Saved entries:
┌──
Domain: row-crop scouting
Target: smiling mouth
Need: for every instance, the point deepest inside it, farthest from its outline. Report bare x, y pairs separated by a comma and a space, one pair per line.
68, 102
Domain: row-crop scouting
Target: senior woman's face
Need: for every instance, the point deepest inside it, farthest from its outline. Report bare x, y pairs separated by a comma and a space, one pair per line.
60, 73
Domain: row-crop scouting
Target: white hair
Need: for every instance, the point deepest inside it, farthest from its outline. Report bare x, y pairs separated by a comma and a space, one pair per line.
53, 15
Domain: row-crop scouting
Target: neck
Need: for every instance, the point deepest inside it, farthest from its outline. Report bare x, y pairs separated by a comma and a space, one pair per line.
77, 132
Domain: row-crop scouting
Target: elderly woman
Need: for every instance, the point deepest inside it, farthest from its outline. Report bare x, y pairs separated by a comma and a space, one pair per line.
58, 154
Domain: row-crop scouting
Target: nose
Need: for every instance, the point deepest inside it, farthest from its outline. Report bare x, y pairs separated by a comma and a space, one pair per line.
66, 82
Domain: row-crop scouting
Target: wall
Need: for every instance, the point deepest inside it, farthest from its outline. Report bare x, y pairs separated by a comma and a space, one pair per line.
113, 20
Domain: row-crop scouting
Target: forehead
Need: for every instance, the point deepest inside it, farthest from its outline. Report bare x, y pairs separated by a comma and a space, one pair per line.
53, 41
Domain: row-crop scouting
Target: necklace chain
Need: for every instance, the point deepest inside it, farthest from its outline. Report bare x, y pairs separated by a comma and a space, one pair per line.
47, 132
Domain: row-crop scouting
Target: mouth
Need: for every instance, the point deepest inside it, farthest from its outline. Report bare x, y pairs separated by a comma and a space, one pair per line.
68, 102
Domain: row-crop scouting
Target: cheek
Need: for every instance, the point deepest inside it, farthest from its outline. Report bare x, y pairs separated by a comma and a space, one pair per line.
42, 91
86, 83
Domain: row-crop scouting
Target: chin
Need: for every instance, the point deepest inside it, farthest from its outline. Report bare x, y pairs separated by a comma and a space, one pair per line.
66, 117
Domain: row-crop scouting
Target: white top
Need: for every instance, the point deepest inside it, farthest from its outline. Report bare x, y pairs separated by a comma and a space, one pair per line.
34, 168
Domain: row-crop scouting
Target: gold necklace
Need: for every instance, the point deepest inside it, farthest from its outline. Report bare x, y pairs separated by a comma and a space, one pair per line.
└──
§ **TO BE DONE**: Every line above should be printed again exactly as it stands.

§ **RIGHT ANSWER**:
Domain: row-crop scouting
Target: smiling mouth
Need: for every instance, the point deepest inside it, farthest from its outline. Report bare x, y pairs separated by a comma and a space, one pair per line.
68, 102
Domain: row-crop scouting
Target: senior woman's face
Need: for every instance, the point deepest inside it, farthest from its outline. Report bare x, y pairs separated by a comma and a space, one pair per line.
60, 73
Domain: row-crop scouting
Target: white hair
Need: for every instance, the point deepest inside it, farthest from its outline. Report bare x, y pairs separated by a comma and a space, one pair per line.
53, 15
Domain: row-crop scouting
Target: neck
Need: for every instance, the point deepest inside it, farthest from its outline. Report bare x, y pairs separated by a comma and a space, one pair per line.
77, 132
Domain: row-crop scouting
Target: elderly woman
Need: for every instance, the point deepest inside it, farthest from its outline. Report bare x, y pairs separated by a comma and a space, one pair per line.
58, 154
Domain: row-crop scouting
Target: nose
Need: for every instance, the point deepest inside it, farthest from its outline. Report bare x, y pairs separated by a comma and a space, one pair per line.
66, 82
Domain: row-crop scouting
Target: wall
Need: for every instance, the point deepest inside it, farthest from its outline. Report bare x, y pairs separated by a comma and a space, one pair per line.
113, 20
Domain: row-crop scouting
Target: forehead
Need: for every instance, the point deepest inside it, farthest from its outline. Report bare x, y pairs separated by a comma and a space, one pair per line.
53, 41
Domain: row-crop scouting
Target: necklace chain
Need: for every instance, the point deepest inside it, farthest from its outline. Report bare x, y pairs separated by a comma and a space, one pair per line.
47, 132
Domain: row-crop scouting
Target: mouth
Need: for every instance, the point deepest inside it, farthest from its outline. Report bare x, y pairs separated by a comma and a space, one pair per line.
68, 102
Domain: row-crop scouting
Target: cheek
Need: for every instance, the point deepest inside it, farthest from its outline. Report bare x, y pairs separated by a comma and a space, one pair per line.
42, 91
86, 83
Domain: row-crop scouting
Target: chin
Need: for every instance, the point deepest inside it, farthest from its outline. Report bare x, y pairs separated by a comma and a space, one pair per line.
66, 117
Domain: row-crop scouting
Target: white top
Need: for every instance, the point deepest inside it, farthest from its outline. Report bare x, y pairs separated by a comma and a space, one pair per line.
34, 168
Domain: row-crop scouting
Target: gold necklace
Need: for every instance, the point deepest inside it, farthest from its outline. Report bare x, y pairs separated by a comma and a space, one pair per line.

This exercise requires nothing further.